• **RECORDS PROVIDED**

# # #

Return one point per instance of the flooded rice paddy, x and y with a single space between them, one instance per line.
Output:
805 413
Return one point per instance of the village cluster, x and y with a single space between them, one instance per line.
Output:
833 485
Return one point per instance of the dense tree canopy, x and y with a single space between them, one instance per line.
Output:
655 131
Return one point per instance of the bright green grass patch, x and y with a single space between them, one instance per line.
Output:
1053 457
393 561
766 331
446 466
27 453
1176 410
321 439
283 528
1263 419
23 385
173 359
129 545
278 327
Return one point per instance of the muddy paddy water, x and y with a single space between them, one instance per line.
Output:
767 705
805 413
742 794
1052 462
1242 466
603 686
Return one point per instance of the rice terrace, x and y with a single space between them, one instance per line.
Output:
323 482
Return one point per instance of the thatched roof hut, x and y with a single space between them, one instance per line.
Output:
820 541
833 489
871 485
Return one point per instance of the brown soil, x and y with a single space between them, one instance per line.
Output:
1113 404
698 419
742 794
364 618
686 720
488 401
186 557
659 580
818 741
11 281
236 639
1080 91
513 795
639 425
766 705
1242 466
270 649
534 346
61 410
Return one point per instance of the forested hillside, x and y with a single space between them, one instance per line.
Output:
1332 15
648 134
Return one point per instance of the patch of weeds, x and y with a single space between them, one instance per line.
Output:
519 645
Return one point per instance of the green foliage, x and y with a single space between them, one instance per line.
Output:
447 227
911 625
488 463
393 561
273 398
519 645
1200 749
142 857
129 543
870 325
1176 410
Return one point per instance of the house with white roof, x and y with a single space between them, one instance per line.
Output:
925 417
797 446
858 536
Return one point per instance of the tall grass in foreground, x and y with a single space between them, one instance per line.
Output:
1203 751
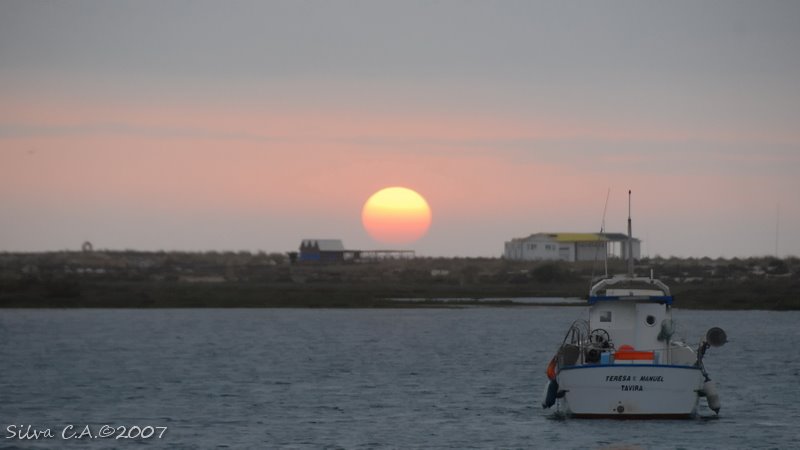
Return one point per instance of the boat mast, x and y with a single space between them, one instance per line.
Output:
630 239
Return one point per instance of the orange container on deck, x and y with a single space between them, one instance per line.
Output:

# # #

• **PROBLEM REQUIREMENTS**
Rewrite all of the records above, replacing every "a single space" with "one space" and changing nothing else. Leave the pictures out of your version.

• **TASK RESPONSE**
Return one point per instance of the flooded rice paddy, x and y with one space between them, one instance per line.
Output:
805 413
Return one point per instance of the village cluster, x and y with one space between them, one instance per line.
Output:
833 485
Return one point per instance of the dense tree canopy, x and y with one space between them, one instance per line.
Output:
655 131
Return one point per instance of the bright green grass patch, x and y with one space between them, one instance per line.
Output:
1053 457
393 561
766 331
446 466
27 453
1176 410
321 439
283 528
1263 419
23 385
173 359
129 545
278 327
Return one point per instance of the muddy paddy water, x and y with one space between them, one instance per line.
Output:
767 705
805 413
742 794
1052 462
1242 466
603 686
Return one point per instance of the rice terrace, x and y with one space between them, one instance per line.
Output:
323 482
Return one point per instance of the thatched roof hut, x and y with one space between them, one instance per line.
Output:
820 541
833 489
871 485
Return one point per instance of the brown soil, x and y with one space between them, one instance per line.
Output:
1113 404
698 419
742 794
364 618
686 720
488 401
186 557
659 580
818 741
11 281
236 639
1080 91
513 795
639 425
766 705
1242 466
270 649
534 346
61 410
Return one point per instance of the forested hillside, x and y with one space between them, one instance per line.
Output:
1332 15
648 134
Return one point per instance of the patch of weeds, x and y with one space between them, one instance per line.
Output:
519 645
Return one point per instance of the green foliage, x and y with one space between them, one instance per line.
Output:
447 227
911 625
488 463
393 561
273 398
519 645
1200 749
142 857
129 543
870 325
1176 410
Return one point per instance of the house with white roof, x and y with one space between them, one instance per line.
Output:
925 417
797 446
858 536
Return one point per instance of the tall grass in foreground, x and y with one space between them, one instance per line.
Output:
1203 751
Return one point per instance of the boat mast, x and y with one space between them, one instance per line.
Output:
630 239
Return one point per instance of the orange container on deck, x and y with one space between them, one instance per line.
Output:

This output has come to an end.